About this task | Copy out the records below, changing every "rough mask" to "coarse mask" and keeping everything else the same. Leave the pictures out.

□ □ □

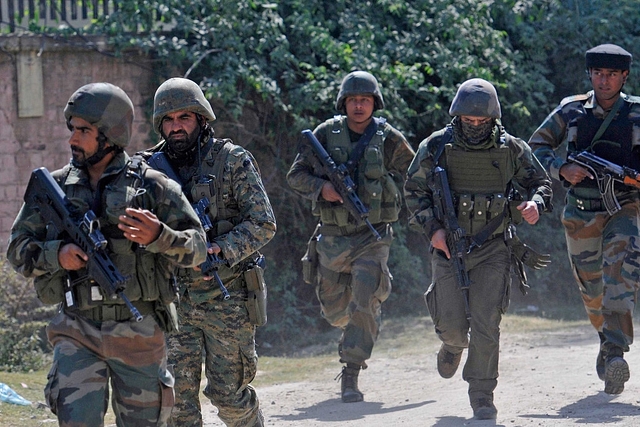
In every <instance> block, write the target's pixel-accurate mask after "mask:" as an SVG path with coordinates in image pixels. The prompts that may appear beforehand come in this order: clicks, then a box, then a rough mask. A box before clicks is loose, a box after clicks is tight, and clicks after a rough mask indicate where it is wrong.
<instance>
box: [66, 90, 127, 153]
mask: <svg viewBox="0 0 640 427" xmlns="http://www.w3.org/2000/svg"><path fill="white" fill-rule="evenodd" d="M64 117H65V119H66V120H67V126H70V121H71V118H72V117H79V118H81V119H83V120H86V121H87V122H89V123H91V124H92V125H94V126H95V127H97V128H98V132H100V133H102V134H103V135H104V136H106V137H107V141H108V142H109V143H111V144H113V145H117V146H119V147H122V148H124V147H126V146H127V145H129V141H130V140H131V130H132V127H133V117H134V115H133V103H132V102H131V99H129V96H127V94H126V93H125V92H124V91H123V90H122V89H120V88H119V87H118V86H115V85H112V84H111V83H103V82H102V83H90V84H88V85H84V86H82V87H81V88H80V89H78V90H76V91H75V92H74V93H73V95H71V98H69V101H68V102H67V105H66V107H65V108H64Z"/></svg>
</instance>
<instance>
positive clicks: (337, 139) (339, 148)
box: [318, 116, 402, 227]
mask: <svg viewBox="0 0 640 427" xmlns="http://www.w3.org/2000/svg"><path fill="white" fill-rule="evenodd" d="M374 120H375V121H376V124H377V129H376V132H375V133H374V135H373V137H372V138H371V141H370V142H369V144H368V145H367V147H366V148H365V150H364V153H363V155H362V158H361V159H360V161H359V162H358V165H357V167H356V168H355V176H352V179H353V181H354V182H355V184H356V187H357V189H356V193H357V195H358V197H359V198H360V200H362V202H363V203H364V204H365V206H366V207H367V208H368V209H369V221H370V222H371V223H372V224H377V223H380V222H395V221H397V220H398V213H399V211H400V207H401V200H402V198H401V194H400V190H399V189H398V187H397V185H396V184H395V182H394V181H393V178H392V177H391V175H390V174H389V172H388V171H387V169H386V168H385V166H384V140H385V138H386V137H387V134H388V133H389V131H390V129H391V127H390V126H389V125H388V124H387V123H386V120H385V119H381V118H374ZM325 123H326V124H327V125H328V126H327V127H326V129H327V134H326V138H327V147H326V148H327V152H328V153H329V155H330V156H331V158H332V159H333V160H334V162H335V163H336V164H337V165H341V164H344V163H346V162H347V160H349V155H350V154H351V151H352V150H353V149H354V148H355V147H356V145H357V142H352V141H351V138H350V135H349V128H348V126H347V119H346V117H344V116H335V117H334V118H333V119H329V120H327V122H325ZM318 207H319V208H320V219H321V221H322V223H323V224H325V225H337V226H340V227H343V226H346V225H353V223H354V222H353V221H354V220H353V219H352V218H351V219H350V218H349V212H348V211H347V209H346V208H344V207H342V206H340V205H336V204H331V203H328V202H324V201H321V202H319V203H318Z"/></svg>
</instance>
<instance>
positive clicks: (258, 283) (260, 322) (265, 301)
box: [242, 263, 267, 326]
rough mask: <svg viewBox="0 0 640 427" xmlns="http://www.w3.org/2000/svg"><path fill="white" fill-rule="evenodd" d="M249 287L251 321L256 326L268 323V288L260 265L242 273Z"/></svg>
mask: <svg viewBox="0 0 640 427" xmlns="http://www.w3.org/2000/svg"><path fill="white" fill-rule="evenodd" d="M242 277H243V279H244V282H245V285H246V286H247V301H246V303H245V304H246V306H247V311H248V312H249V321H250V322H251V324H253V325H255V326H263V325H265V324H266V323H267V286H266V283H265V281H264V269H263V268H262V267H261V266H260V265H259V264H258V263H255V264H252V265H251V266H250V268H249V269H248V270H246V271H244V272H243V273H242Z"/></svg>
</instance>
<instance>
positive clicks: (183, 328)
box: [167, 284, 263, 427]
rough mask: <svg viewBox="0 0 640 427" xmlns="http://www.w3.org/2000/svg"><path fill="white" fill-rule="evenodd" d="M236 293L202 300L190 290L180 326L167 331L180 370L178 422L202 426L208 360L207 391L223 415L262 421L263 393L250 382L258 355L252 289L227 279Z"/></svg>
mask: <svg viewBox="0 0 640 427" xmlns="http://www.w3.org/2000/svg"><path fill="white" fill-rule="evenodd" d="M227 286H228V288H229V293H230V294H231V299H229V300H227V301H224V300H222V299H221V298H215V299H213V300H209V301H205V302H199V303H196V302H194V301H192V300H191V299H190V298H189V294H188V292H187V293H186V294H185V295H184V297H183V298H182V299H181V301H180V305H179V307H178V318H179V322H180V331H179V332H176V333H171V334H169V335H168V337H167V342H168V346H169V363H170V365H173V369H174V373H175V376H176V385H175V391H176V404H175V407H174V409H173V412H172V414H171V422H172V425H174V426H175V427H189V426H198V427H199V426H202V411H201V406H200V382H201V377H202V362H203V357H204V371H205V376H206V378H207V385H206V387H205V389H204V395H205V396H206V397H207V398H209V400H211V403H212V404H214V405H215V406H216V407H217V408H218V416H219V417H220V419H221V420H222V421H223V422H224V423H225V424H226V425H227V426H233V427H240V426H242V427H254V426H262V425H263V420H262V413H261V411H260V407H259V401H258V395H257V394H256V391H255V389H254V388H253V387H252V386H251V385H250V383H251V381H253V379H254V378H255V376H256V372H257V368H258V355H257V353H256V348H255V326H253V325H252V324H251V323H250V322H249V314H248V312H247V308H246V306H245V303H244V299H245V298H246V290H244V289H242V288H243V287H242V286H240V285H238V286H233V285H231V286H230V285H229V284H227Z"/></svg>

□ □ □

Solved exercise |
In every <instance> block, write the target's pixel-accurate mask after "mask:" as an SVG path with coordinates in image pixels. The prompts that may appear beforehand come in this order: clicks, then a box, then a coarse mask. A box before clicks is loose, a box after clicks is tight, and clicks after a coarse mask indicate where it is wrong.
<instance>
box: [66, 90, 127, 153]
mask: <svg viewBox="0 0 640 427" xmlns="http://www.w3.org/2000/svg"><path fill="white" fill-rule="evenodd" d="M64 117H65V119H66V120H67V126H70V121H71V118H72V117H79V118H81V119H83V120H86V121H87V122H89V123H91V124H92V125H94V126H95V127H97V128H98V132H100V133H102V134H103V135H104V136H106V137H107V141H108V142H109V143H111V144H113V145H117V146H119V147H122V148H124V147H126V146H127V145H129V141H130V140H131V130H132V127H133V117H134V115H133V103H132V102H131V99H129V96H127V94H126V93H125V92H124V91H123V90H122V89H120V88H119V87H118V86H115V85H112V84H111V83H103V82H102V83H90V84H88V85H84V86H82V87H81V88H80V89H78V90H76V91H75V92H74V93H73V95H71V98H69V101H68V102H67V105H66V107H65V108H64Z"/></svg>
</instance>
<instance>
positive clicks: (337, 139) (339, 148)
box: [318, 116, 402, 227]
mask: <svg viewBox="0 0 640 427" xmlns="http://www.w3.org/2000/svg"><path fill="white" fill-rule="evenodd" d="M374 120H375V121H376V124H377V129H376V132H375V133H374V135H373V137H372V138H371V141H370V142H369V144H368V145H367V147H366V148H365V150H364V153H363V155H362V158H361V159H360V161H359V162H358V165H357V167H356V168H355V176H352V179H353V181H354V182H355V184H356V187H357V189H356V193H357V195H358V197H359V198H360V200H362V202H363V203H364V204H365V206H366V207H367V208H368V209H369V221H370V222H371V223H372V224H377V223H380V222H395V221H397V220H398V213H399V211H400V207H401V200H402V198H401V194H400V190H399V189H398V187H397V185H396V184H395V182H394V181H393V178H392V177H391V175H390V174H389V172H388V171H387V169H386V168H385V166H384V140H385V138H386V137H387V134H388V133H389V131H390V129H391V127H390V126H389V125H388V124H387V123H386V120H385V119H381V118H374ZM325 123H326V124H327V125H328V126H327V127H326V129H327V134H326V138H327V147H326V148H327V152H328V153H329V155H330V156H331V158H332V159H333V160H334V162H335V163H336V164H337V165H341V164H344V163H346V162H347V160H349V155H350V154H351V151H352V150H353V149H354V148H355V147H356V145H357V142H352V141H351V138H350V135H349V128H348V126H347V119H346V117H344V116H335V117H334V118H333V119H329V120H327V122H325ZM318 207H319V208H320V219H321V221H322V223H323V224H325V225H337V226H340V227H343V226H346V225H353V223H354V222H353V221H354V220H353V219H352V218H351V219H350V218H349V212H348V211H347V209H346V208H344V207H342V206H340V205H336V204H331V203H328V202H324V201H321V202H319V203H318Z"/></svg>
</instance>
<instance>
positive clicks: (258, 283) (260, 322) (265, 301)
box: [242, 263, 267, 326]
coarse mask: <svg viewBox="0 0 640 427" xmlns="http://www.w3.org/2000/svg"><path fill="white" fill-rule="evenodd" d="M249 287L251 321L256 326L268 323V288L260 265L242 273Z"/></svg>
mask: <svg viewBox="0 0 640 427" xmlns="http://www.w3.org/2000/svg"><path fill="white" fill-rule="evenodd" d="M242 277H243V279H244V282H245V285H246V286H247V301H246V303H245V304H246V306H247V311H248V312H249V321H250V322H251V324H253V325H255V326H263V325H265V324H266V323H267V286H266V283H265V281H264V269H263V268H262V267H261V266H260V265H259V264H258V263H255V264H252V265H251V266H250V268H249V269H248V270H246V271H244V272H243V273H242Z"/></svg>
</instance>
<instance>
positive clicks: (183, 328)
box: [167, 284, 263, 427]
coarse mask: <svg viewBox="0 0 640 427" xmlns="http://www.w3.org/2000/svg"><path fill="white" fill-rule="evenodd" d="M236 293L202 300L190 290L180 326L167 331L180 370L178 422L202 426L208 360L207 391L223 415L262 421L263 393L250 382L258 355L252 289L227 279Z"/></svg>
mask: <svg viewBox="0 0 640 427" xmlns="http://www.w3.org/2000/svg"><path fill="white" fill-rule="evenodd" d="M227 286H228V288H229V293H230V294H231V299H229V300H227V301H224V300H222V299H221V298H215V299H213V300H209V301H205V302H199V303H196V302H194V301H192V300H191V299H190V298H189V294H188V292H187V293H186V294H185V295H184V297H183V298H182V299H181V301H180V305H179V307H178V318H179V322H180V331H179V332H176V333H171V334H169V335H168V337H167V342H168V346H169V363H170V365H173V369H174V373H175V376H176V385H175V391H176V404H175V407H174V409H173V412H172V414H171V422H172V425H174V426H175V427H189V426H198V427H199V426H202V411H201V406H200V382H201V377H202V362H203V357H204V371H205V376H206V378H207V385H206V387H205V389H204V395H205V396H206V397H207V398H209V400H211V403H212V404H214V405H215V406H216V407H217V408H218V416H219V417H220V419H221V420H222V421H223V422H224V423H225V424H226V425H227V426H233V427H240V426H242V427H254V426H262V425H263V420H262V413H261V411H260V407H259V401H258V395H257V394H256V391H255V389H254V388H253V387H252V386H251V385H250V383H251V381H253V379H254V378H255V376H256V372H257V368H258V355H257V353H256V348H255V326H253V325H252V324H251V323H250V322H249V314H248V312H247V308H246V306H245V303H244V299H245V298H246V290H244V289H242V288H243V287H242V286H240V285H238V286H233V285H231V286H230V285H229V284H227Z"/></svg>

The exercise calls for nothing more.